#### SELECTED EXTRACT

Ms. Lawrence, the Dartmouth spokeswoman, reiterated that new courses and programs of study are the domain of educators, not administrators.
“Faculty members who have an interest in — or who are currently teaching courses in — Asian American studies are exploring the possibility of developing an Asian American studies minor, including assessing the number of established course offerings in this area and how many additional courses would need to be offered to constitute a robust minor,” she wrote in an email. Dartmouth also noted that a search is underway “for a faculty member in Asian American literature.”
Campus Activism, Coast to Coast
The movement at Dartmouth is one of several that amassed support on campuses last year. After the Atlanta shootings, students at Davidson College in North Carolina gathered for an event called Why Davidson Needs Asian Studies Now More Than Ever. That same month, Georgetown University’s student newspaper, The Hoya, published an editorial urging the university to establish an Asian American studies program, given the rise in anti-Asian violence.
“What happens in the academy often follows what happens on the streets,” said Diane Fujino, a professor of Asian American studies at the University of California at Santa Barbara and an editor of the forthcoming anthology “Contemporary Asian American Activism.” “This is a moment that’s unprecedented in terms of national attention to Asian American issues and concerns, rising out of Covid and the attacks on Asian Americans and, of course, Atlanta.”
There are several precedents for the current wave of activism. During the 1960s and 1970s, as the Black Power Movement, the women’s movement and anti-Vietnam War movement were gaining momentum, Asian Americans began organizing too. In 1968, Emma Gee and Yuji Ichioka, two graduate students at the University of California, Berkeley, started the Asian American Political Alliance, which historians often cite as one of the earliest uses of the term “Asian American” to unite the ethnic subgroups of Asian descent.
That same year, the Asian American Political Alliance joined the Black Student Union and other student groups at San Francisco State University to form the Third World Liberation Front coalition, resulting in one of the longest student-led strikes in U.S. history. Subsequently, the university formed the first college of ethnic studies in the country.

########
#### EXERCISE DATA

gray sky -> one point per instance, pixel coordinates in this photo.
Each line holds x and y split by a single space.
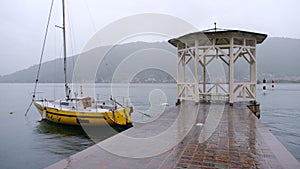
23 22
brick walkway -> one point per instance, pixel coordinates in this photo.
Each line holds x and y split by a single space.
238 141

########
#### EXERCISE DATA

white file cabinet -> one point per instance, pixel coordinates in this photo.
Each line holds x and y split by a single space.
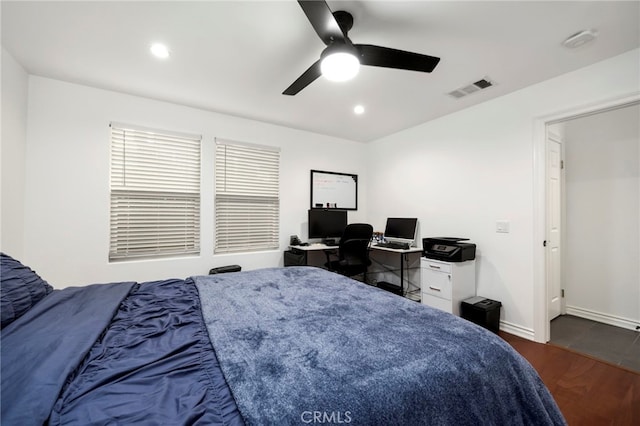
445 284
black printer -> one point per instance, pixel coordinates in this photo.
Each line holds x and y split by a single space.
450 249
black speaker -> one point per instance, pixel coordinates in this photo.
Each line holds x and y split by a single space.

########
#### EXERCISE DATA

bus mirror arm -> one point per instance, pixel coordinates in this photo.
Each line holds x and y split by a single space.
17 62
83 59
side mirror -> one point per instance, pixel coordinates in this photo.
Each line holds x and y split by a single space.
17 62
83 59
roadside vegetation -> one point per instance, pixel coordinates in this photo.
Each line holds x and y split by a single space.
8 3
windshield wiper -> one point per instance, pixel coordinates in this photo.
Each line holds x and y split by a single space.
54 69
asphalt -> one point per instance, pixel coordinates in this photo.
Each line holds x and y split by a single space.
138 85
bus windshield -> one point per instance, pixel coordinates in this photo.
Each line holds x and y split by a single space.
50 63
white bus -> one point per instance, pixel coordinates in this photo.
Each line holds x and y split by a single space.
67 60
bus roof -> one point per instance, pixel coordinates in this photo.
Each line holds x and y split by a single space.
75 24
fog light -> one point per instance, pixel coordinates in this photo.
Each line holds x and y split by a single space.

########

# TASK OBJECTIVE:
Rewrite the part of the passage on Asian American studies that begins at the words "There are several" and stops after "in the country.", replacing "strikes" with "walkouts". The rows are separate material and have no connection to the passage on Asian American studies.

# TASK RESULT:
There are several precedents for the current wave of activism. During the 1960s and 1970s, as the Black Power Movement, the women’s movement and anti-Vietnam War movement were gaining momentum, Asian Americans began organizing too. In 1968, Emma Gee and Yuji Ichioka, two graduate students at the University of California, Berkeley, started the Asian American Political Alliance, which historians often cite as one of the earliest uses of the term “Asian American” to unite the ethnic subgroups of Asian descent.
That same year, the Asian American Political Alliance joined the Black Student Union and other student groups at San Francisco State University to form the Third World Liberation Front coalition, resulting in one of the longest student-led walkouts in U.S. history. Subsequently, the university formed the first college of ethnic studies in the country.